In the data that follows, find the line containing "green lawn, which"; then quote that line and every line after it, exactly, through the last one.

--- Records to use ---

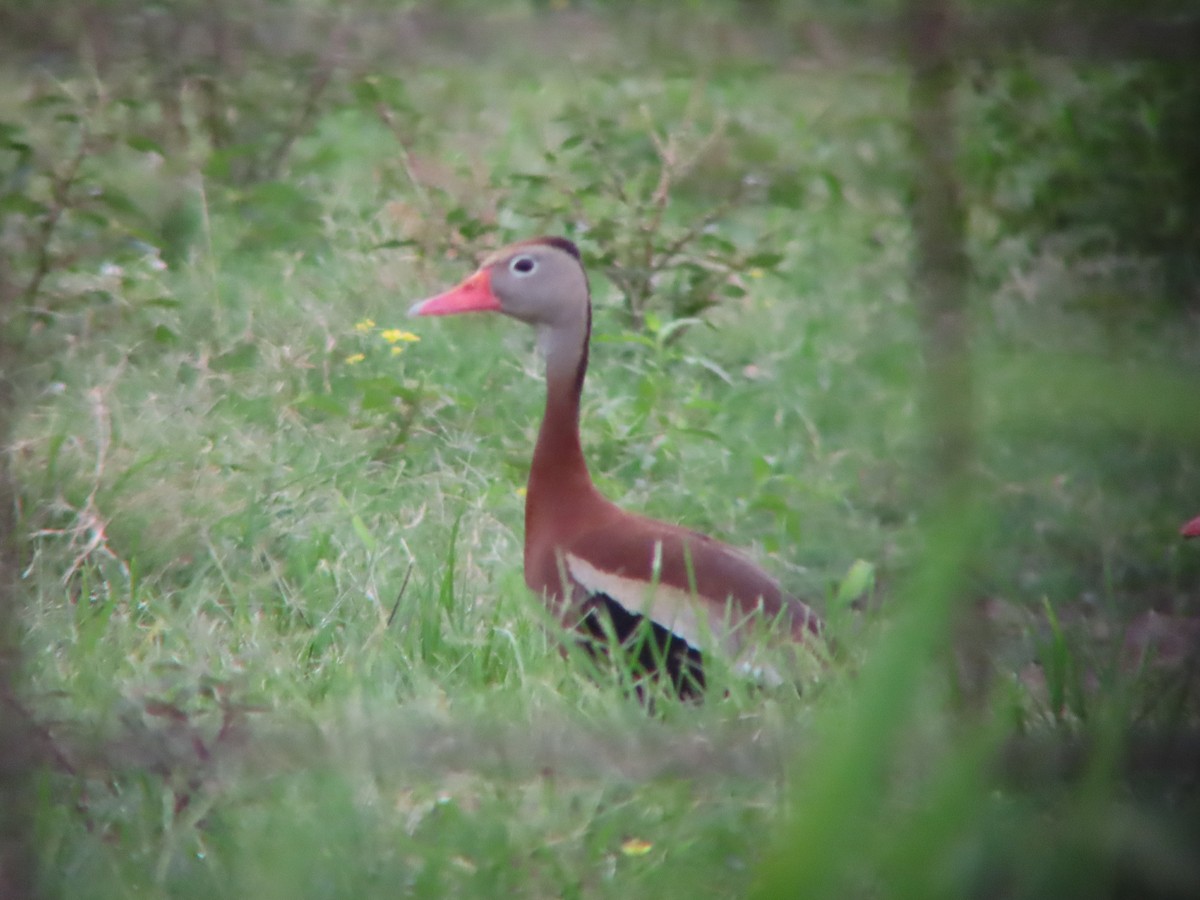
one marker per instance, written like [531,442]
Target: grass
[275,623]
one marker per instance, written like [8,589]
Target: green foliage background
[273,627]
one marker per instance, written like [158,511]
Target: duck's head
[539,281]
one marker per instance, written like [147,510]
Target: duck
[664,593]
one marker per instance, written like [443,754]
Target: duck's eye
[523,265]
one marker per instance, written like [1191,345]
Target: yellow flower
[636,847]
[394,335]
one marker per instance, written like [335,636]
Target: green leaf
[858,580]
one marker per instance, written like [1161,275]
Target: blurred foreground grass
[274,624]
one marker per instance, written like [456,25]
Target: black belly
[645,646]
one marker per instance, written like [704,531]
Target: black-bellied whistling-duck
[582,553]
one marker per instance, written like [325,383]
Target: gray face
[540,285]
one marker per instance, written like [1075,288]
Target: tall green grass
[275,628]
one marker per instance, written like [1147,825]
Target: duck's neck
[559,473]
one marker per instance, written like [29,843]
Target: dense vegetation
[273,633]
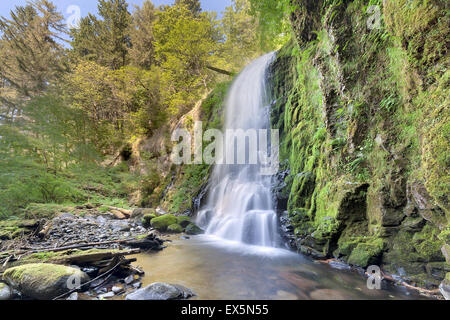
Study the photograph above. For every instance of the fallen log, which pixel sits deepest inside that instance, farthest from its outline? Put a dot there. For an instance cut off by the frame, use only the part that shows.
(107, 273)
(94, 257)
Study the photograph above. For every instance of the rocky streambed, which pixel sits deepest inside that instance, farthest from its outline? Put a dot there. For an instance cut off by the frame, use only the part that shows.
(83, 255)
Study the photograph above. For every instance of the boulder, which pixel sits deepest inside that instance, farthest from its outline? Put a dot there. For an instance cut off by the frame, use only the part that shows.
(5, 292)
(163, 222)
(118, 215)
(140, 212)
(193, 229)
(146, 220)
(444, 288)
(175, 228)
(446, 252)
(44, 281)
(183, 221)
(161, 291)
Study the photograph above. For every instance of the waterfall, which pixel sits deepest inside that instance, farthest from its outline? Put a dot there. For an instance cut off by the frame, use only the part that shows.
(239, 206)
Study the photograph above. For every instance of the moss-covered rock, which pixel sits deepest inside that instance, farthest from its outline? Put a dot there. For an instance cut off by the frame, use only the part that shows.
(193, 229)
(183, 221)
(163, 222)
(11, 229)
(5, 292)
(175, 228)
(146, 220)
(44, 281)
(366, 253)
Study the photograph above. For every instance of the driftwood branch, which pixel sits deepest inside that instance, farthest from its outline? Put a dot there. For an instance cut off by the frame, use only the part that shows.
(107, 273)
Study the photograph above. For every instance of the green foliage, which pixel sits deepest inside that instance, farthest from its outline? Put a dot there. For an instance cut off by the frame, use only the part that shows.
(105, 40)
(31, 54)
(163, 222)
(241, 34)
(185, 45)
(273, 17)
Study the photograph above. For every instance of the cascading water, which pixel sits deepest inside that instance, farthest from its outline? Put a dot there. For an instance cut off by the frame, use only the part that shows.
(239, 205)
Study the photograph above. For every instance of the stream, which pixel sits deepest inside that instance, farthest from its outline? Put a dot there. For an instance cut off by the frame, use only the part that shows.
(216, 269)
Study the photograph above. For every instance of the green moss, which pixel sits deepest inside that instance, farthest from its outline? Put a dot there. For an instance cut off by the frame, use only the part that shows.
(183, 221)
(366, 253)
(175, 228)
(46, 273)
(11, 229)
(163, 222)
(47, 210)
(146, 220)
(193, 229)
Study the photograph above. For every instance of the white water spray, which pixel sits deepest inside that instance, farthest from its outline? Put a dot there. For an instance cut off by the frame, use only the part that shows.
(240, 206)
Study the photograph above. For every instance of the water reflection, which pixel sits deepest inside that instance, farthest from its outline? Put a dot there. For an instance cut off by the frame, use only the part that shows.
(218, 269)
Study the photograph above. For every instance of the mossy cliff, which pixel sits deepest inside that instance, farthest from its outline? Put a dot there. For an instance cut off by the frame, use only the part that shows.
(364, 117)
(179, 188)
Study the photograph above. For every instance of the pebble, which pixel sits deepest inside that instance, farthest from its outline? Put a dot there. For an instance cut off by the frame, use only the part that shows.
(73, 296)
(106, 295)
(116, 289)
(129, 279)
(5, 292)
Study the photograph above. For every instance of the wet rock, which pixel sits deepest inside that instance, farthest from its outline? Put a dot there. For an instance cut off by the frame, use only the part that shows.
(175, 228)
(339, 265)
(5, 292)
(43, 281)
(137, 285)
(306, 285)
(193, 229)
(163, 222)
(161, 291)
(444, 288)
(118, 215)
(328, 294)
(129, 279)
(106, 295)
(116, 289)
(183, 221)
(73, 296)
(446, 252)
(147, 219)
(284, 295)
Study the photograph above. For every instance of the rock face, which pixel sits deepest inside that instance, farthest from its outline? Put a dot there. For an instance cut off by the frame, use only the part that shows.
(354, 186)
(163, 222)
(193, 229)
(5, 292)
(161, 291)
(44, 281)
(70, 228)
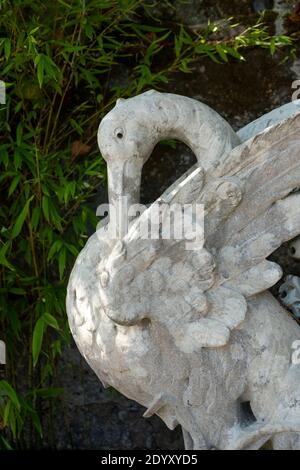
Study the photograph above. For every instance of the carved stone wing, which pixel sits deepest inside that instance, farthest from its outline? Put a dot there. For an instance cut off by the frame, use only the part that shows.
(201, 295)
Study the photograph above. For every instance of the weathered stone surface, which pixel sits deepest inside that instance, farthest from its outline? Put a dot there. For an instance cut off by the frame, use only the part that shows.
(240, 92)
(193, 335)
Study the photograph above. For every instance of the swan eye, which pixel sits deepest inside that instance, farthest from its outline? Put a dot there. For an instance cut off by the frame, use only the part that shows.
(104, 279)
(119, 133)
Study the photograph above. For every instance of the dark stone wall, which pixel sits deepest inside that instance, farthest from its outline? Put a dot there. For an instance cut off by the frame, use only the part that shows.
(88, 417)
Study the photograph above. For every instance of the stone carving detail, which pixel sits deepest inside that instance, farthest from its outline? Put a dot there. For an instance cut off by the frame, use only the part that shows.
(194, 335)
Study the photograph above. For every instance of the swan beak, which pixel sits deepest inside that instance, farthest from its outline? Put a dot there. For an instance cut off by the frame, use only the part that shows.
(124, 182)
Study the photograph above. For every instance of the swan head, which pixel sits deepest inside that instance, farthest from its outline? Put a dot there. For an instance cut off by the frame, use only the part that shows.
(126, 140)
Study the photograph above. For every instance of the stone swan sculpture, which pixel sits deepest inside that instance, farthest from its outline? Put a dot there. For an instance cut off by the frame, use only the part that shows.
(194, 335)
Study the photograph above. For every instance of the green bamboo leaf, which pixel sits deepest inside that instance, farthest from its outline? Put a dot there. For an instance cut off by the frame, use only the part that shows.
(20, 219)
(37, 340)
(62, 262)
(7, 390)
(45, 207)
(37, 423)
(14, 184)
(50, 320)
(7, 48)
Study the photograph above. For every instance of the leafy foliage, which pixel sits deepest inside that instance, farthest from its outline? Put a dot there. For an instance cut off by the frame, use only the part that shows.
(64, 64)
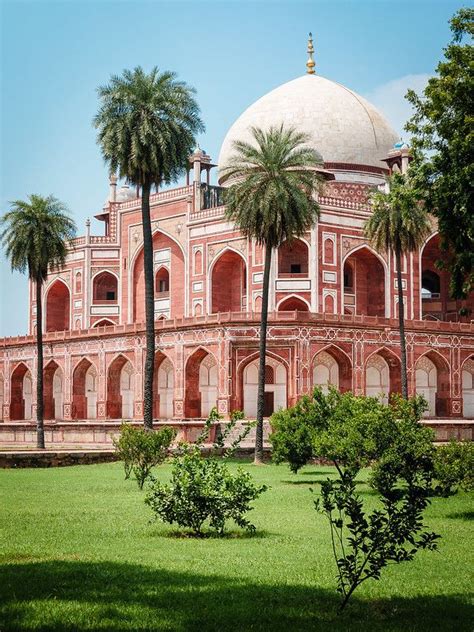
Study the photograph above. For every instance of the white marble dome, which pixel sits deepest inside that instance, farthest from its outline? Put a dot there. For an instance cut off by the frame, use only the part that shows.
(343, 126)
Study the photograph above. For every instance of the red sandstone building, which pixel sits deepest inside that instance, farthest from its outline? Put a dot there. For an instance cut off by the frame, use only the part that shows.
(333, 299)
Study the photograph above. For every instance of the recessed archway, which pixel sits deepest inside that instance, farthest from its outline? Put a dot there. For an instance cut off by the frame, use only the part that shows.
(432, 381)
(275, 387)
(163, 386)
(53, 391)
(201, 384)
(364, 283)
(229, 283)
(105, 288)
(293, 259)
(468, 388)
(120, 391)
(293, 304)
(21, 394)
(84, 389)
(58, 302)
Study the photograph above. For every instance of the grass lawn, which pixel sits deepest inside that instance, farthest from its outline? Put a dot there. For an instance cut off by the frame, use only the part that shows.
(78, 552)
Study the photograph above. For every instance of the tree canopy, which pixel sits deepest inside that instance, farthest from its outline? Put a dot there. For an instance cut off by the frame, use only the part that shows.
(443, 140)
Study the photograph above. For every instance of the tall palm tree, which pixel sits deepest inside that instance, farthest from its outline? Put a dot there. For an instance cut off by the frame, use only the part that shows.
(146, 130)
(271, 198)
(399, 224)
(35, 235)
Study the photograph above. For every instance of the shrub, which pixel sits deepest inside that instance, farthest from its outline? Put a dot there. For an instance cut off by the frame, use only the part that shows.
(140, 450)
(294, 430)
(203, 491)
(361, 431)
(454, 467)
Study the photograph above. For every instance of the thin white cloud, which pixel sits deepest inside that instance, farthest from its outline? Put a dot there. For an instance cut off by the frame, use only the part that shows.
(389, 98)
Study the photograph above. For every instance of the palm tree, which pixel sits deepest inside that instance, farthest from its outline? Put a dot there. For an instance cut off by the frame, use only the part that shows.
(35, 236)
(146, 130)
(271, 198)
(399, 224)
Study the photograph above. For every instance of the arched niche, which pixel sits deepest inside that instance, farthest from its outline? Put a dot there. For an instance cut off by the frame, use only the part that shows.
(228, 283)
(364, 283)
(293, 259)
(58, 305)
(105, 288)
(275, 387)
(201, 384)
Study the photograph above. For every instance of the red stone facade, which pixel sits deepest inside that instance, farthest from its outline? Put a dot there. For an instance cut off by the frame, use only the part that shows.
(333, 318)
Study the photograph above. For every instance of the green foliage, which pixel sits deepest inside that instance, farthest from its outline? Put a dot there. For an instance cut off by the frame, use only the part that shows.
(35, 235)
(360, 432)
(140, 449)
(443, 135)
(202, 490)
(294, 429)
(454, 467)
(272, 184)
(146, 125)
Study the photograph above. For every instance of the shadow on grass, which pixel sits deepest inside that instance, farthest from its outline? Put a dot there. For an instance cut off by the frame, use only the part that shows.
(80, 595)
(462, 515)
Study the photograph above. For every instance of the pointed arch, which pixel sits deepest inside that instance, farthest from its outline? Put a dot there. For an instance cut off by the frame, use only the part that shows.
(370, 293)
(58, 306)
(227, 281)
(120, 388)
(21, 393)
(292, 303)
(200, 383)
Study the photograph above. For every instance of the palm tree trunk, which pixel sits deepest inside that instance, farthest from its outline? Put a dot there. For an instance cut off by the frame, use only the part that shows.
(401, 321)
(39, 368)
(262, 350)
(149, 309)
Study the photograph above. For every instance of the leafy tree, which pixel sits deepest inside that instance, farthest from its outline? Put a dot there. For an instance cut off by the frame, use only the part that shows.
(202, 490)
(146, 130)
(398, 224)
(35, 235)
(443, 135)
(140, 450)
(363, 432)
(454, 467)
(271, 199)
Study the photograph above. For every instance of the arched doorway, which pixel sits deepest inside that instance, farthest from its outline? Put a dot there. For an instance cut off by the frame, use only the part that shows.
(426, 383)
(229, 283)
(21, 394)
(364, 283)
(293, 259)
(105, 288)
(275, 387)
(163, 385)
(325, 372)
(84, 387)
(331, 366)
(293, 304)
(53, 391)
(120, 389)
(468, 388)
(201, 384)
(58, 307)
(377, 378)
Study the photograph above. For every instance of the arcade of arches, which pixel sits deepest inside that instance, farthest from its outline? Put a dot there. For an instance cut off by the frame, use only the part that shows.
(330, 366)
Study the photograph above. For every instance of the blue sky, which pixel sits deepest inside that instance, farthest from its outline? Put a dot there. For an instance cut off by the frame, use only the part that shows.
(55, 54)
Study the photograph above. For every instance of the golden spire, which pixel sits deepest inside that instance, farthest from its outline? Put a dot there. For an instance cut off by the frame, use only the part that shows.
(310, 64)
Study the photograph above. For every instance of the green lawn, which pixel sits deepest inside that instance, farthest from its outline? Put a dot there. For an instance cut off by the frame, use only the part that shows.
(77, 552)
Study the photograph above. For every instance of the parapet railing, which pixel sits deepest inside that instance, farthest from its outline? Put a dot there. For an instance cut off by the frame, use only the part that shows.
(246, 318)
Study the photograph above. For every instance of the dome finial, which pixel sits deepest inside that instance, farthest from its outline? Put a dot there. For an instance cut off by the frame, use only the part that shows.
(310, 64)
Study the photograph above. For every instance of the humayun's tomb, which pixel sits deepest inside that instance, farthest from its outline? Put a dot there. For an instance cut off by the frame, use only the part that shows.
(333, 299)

---

» Solution
Study the photograph above. For every instance of the green lawn, which pixel sits deepest inside that instance, farthest from its outline? Put a dot there. For an instance cut off by the frame, use only the part that shows.
(77, 552)
Study the photograph above. For every instance of the parapet railing, which pixel sits deepest inside that instance, farthest from its outline? Put a dot there. For an instance cut off by the frame, use only the part that shows.
(246, 318)
Study the photograph above. For every instance of the dome finial, which pixel sits deepest inside that instance, farthest from its outline? Put a dot there. For an instance cut off by the frame, use only the part that shows.
(310, 64)
Study the photograph above. For every instance of the humayun's tomb, which pixel sits deepest inside that instance, farthest from its outline? Put a dot there. For an instance cut off by the frame, use only the part that shows.
(333, 299)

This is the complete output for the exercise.